Saved entries
※

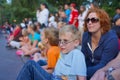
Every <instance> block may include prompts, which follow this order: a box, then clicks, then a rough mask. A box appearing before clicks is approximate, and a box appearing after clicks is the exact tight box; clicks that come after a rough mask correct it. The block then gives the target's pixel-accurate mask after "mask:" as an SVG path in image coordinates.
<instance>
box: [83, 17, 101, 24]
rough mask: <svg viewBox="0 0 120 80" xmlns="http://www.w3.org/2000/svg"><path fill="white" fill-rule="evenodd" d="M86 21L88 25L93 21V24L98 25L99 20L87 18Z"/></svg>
mask: <svg viewBox="0 0 120 80" xmlns="http://www.w3.org/2000/svg"><path fill="white" fill-rule="evenodd" d="M85 21H86V22H87V23H89V22H90V21H91V22H92V23H97V22H98V21H99V19H98V18H87V19H86V20H85Z"/></svg>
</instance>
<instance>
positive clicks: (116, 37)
mask: <svg viewBox="0 0 120 80" xmlns="http://www.w3.org/2000/svg"><path fill="white" fill-rule="evenodd" d="M76 7H77V6H76V4H75V3H71V4H64V7H62V6H60V7H59V9H58V12H56V13H51V12H50V11H49V9H48V7H47V5H46V4H45V3H41V4H40V8H38V10H37V11H36V17H37V21H36V22H32V21H31V19H27V18H25V19H24V20H23V21H22V23H21V24H20V25H19V24H17V25H15V27H7V28H6V31H7V33H8V34H9V36H7V47H14V48H17V51H16V54H17V55H19V56H30V57H31V59H32V60H29V61H28V62H26V63H25V64H24V66H23V68H22V69H21V71H20V73H19V74H18V76H17V80H120V7H117V8H116V15H115V16H114V17H113V19H112V20H111V19H110V17H109V15H108V13H106V11H105V10H103V9H101V8H100V7H98V5H96V4H94V3H91V7H90V8H89V9H88V8H86V7H85V6H84V5H81V6H79V10H77V8H76ZM7 25H8V23H7V22H6V23H5V26H7Z"/></svg>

※

### Try it
A picture-free version of all the records, repeated exactly, is what to return.

### Solution to this problem
Every <instance> block may include prompts, which follow this order: a box, then clicks, then a rough mask. A box appearing before clicks is approximate, and a box appearing after clicks is the exact tight box; clicks that come after a rough mask correct it. The block then gives the target's pixel-accurate mask after "mask:" as an SVG path in image coordinates.
<instance>
box: [83, 17, 101, 24]
rough mask: <svg viewBox="0 0 120 80" xmlns="http://www.w3.org/2000/svg"><path fill="white" fill-rule="evenodd" d="M86 21L88 25L93 21V24L98 25L99 20L87 18Z"/></svg>
mask: <svg viewBox="0 0 120 80" xmlns="http://www.w3.org/2000/svg"><path fill="white" fill-rule="evenodd" d="M85 21H86V22H87V23H89V22H90V21H91V22H92V23H97V22H98V21H99V19H98V18H87V19H86V20H85Z"/></svg>
</instance>
<instance>
positive clicks: (116, 37)
mask: <svg viewBox="0 0 120 80" xmlns="http://www.w3.org/2000/svg"><path fill="white" fill-rule="evenodd" d="M76 7H77V6H76V4H75V3H71V4H64V7H62V6H60V7H59V9H58V12H56V13H51V12H50V11H49V9H48V7H47V5H46V4H45V3H41V4H40V8H38V10H37V11H36V17H37V21H36V22H32V21H31V19H27V18H25V19H24V20H23V21H22V23H21V24H20V25H19V24H17V25H15V27H7V28H6V31H7V33H8V34H9V36H7V47H14V48H17V51H16V54H17V55H19V56H30V57H31V59H32V60H29V61H28V62H26V63H25V64H24V66H23V68H22V69H21V71H20V73H19V74H18V76H17V80H120V7H117V8H116V15H115V16H114V17H113V19H112V20H111V19H110V17H109V15H108V13H106V11H105V10H103V9H101V8H100V7H98V5H96V4H94V3H91V7H90V8H89V9H88V8H86V7H85V6H84V5H81V6H79V10H77V8H76ZM7 25H8V23H7V22H6V23H5V26H7Z"/></svg>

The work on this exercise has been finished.